▸ **SET EXERCISE**:
In the records below, write out word for word the lines from the line with "of the minaret" to the line with "Query: minaret spire", including both.

Excerpt from a dataset:

[Start]

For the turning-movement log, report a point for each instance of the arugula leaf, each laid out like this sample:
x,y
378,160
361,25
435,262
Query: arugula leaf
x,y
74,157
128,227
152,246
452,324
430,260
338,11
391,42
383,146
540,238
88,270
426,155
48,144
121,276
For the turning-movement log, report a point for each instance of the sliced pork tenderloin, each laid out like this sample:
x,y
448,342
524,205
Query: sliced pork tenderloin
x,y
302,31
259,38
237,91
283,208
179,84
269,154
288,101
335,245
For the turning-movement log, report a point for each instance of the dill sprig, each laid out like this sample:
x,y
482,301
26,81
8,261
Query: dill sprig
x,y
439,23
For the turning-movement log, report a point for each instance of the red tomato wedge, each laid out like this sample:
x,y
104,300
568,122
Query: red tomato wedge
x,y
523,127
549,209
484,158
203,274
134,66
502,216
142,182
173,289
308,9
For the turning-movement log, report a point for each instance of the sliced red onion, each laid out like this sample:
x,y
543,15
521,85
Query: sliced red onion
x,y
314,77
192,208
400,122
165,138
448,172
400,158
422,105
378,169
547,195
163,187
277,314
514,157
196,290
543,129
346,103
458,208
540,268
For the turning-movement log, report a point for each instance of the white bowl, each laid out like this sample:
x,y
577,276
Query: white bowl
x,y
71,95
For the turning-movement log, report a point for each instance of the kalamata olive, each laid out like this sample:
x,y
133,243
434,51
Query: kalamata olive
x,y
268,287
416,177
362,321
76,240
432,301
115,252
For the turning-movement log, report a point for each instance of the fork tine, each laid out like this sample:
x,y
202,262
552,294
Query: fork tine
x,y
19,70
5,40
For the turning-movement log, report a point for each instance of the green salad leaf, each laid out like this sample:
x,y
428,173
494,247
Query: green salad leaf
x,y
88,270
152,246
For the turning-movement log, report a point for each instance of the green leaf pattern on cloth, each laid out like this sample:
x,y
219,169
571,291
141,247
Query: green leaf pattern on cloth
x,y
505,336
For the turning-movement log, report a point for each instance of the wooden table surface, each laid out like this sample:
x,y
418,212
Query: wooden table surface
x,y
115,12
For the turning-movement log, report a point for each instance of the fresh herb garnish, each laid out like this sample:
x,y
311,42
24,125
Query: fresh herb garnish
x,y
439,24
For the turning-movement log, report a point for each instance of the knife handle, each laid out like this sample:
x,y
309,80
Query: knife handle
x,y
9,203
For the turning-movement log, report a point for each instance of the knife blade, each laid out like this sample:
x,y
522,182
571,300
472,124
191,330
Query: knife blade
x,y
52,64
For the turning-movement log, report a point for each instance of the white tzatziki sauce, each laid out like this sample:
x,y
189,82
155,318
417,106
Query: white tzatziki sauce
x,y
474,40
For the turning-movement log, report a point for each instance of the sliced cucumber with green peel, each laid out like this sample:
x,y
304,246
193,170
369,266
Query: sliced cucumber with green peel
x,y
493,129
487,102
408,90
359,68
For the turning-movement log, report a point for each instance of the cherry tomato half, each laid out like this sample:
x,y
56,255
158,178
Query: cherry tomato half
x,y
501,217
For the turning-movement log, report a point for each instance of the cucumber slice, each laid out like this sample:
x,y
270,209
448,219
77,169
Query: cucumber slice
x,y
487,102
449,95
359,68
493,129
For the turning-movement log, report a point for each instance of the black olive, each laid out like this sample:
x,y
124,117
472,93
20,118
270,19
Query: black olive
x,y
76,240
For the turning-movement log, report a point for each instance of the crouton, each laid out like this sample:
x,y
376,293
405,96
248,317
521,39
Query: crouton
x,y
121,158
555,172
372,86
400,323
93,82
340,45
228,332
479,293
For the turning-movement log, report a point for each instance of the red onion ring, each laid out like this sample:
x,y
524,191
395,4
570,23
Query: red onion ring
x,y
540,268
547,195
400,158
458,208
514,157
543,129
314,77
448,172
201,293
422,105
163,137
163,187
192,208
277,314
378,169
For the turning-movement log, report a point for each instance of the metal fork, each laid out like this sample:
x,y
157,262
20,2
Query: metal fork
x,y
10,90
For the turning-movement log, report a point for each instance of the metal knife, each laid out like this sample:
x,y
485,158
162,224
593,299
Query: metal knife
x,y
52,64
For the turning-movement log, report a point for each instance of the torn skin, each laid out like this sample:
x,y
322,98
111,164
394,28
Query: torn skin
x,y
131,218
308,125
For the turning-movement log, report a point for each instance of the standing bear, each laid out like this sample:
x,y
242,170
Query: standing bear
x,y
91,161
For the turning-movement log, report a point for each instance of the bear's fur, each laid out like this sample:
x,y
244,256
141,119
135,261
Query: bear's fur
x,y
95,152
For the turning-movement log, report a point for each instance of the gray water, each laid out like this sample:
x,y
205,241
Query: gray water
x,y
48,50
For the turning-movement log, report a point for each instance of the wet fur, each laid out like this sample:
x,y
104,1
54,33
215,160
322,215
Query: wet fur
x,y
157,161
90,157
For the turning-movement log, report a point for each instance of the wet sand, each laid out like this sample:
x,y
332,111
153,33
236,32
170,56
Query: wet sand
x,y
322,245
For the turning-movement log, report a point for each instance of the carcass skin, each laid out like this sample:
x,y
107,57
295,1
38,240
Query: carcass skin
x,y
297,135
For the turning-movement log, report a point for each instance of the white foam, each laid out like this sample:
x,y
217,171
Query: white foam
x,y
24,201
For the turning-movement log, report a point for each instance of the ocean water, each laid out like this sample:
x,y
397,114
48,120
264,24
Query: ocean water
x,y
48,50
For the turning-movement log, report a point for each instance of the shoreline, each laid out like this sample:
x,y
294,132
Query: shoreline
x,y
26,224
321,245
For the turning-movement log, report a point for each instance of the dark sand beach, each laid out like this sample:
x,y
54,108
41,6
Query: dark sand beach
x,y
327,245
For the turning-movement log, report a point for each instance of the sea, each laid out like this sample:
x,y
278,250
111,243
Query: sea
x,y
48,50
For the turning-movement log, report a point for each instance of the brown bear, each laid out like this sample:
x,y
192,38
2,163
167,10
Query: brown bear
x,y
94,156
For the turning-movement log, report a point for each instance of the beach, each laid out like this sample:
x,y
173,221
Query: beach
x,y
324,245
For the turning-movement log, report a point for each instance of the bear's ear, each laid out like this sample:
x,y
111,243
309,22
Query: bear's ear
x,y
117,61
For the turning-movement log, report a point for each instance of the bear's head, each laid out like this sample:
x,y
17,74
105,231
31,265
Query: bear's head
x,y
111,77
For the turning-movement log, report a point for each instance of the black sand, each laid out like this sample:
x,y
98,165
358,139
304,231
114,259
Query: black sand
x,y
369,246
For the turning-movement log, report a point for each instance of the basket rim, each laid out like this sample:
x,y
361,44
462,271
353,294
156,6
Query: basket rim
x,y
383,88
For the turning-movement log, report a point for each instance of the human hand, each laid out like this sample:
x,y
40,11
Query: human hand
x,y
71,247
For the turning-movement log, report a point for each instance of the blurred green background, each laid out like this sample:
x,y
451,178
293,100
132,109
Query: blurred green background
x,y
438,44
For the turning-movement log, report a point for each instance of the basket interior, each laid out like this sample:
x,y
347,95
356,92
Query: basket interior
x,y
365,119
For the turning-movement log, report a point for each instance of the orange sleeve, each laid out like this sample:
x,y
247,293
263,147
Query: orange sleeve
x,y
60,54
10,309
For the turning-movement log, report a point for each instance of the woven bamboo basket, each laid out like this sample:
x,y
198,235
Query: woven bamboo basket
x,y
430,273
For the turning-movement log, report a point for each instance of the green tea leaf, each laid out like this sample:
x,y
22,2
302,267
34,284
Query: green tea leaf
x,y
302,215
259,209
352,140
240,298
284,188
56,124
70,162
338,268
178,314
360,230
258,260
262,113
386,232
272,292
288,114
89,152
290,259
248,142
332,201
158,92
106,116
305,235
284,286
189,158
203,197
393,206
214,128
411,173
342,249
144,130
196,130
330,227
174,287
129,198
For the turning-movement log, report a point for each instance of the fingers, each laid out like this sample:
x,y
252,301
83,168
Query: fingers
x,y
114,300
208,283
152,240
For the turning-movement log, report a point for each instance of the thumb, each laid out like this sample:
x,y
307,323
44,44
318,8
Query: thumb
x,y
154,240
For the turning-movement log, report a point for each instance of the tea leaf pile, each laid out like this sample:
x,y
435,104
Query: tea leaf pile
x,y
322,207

[End]
[Start]

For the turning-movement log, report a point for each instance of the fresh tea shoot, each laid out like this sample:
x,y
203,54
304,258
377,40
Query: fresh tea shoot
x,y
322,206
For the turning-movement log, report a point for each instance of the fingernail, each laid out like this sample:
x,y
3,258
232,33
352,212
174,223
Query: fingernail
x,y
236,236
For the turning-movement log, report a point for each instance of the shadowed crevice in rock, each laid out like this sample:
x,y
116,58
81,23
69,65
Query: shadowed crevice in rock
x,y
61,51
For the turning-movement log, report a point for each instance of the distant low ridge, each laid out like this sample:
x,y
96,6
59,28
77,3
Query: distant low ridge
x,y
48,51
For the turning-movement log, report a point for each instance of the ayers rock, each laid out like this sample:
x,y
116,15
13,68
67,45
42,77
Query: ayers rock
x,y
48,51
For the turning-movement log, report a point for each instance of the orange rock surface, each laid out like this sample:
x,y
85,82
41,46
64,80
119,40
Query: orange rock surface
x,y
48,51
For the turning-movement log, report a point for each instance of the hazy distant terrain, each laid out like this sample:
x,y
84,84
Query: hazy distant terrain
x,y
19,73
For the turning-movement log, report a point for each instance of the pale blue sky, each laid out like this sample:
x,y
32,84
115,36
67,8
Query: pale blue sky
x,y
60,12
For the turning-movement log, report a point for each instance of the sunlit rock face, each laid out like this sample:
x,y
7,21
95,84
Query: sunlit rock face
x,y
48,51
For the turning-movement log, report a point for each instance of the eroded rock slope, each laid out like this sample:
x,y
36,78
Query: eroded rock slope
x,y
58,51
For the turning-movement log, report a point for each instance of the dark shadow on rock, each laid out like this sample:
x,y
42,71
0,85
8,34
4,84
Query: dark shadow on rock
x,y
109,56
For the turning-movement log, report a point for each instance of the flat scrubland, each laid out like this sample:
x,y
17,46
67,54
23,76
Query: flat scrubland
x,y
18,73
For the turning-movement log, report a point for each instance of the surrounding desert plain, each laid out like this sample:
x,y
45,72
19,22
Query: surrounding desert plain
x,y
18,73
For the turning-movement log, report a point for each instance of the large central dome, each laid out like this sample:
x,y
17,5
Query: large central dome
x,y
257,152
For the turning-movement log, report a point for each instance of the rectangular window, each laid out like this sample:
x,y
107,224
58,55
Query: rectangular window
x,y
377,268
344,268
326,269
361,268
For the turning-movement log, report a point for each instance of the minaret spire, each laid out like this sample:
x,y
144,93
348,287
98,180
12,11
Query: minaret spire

[End]
[Start]

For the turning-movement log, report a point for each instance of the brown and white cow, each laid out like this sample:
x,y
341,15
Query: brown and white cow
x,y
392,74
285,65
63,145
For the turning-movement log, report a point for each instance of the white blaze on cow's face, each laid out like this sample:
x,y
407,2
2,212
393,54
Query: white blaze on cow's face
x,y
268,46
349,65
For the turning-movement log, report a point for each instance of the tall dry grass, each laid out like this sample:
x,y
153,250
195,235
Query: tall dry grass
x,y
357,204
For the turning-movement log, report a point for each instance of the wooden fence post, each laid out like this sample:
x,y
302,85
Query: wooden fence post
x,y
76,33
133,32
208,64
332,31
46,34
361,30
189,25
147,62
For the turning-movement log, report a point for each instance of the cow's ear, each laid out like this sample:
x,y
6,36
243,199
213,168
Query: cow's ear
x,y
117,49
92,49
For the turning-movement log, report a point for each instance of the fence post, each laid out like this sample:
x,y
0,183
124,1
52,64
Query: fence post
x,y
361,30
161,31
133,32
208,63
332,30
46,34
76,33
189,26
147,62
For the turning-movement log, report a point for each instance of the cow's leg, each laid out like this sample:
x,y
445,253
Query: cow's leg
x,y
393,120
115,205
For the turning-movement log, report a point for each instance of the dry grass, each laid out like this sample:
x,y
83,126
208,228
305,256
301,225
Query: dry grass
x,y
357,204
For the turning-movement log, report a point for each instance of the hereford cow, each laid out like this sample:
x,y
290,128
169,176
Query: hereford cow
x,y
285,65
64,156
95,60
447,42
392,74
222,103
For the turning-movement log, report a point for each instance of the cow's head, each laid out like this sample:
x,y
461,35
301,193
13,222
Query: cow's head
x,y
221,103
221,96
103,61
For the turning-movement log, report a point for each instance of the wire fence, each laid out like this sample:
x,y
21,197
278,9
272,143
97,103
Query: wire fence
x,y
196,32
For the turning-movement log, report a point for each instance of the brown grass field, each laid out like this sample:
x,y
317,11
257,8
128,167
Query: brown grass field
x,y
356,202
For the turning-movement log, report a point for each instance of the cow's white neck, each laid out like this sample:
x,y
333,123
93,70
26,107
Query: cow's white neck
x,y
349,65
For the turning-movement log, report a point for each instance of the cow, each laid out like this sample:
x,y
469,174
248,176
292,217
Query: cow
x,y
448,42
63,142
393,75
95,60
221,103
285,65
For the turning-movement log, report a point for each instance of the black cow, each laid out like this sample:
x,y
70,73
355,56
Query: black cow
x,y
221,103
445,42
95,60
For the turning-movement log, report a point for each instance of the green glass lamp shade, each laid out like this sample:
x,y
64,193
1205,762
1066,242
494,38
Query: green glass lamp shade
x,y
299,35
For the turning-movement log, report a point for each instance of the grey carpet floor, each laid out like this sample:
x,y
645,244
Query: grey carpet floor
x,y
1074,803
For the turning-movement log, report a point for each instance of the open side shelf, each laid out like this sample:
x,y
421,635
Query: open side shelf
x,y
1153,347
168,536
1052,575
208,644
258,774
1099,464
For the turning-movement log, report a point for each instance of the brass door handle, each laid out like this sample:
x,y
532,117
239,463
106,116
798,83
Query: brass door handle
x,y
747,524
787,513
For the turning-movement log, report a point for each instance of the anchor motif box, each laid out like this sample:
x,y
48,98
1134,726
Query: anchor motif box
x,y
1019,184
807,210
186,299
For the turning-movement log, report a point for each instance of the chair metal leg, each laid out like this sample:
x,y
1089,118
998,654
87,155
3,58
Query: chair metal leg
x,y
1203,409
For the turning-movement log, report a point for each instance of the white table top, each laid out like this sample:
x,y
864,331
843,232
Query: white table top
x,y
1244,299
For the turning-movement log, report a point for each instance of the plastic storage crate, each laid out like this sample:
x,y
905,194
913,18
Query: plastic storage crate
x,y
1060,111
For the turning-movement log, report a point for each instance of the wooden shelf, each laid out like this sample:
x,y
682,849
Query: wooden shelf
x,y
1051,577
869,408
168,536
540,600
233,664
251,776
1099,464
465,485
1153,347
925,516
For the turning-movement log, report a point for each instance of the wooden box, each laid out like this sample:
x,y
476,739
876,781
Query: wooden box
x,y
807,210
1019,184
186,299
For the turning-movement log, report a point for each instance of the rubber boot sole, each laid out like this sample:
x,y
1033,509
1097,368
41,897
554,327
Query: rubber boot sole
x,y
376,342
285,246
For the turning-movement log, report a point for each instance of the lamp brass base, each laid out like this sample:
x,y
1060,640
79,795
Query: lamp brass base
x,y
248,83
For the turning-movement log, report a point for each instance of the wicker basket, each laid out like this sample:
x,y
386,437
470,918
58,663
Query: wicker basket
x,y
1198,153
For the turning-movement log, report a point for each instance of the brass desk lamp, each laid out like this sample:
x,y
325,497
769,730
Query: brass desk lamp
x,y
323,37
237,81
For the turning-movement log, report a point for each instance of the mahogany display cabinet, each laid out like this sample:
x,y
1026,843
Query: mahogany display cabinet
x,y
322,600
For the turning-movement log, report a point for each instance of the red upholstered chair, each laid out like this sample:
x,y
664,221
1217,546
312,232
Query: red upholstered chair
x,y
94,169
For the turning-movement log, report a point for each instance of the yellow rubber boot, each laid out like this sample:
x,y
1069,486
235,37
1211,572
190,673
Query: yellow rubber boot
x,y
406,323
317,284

[End]

▸ **RESULT OF THIS EXERCISE**:
For the turning-movement log, report a point for each instance of the minaret spire, each laid out like this sample:
x,y
144,93
348,287
98,180
12,11
Query: minaret spire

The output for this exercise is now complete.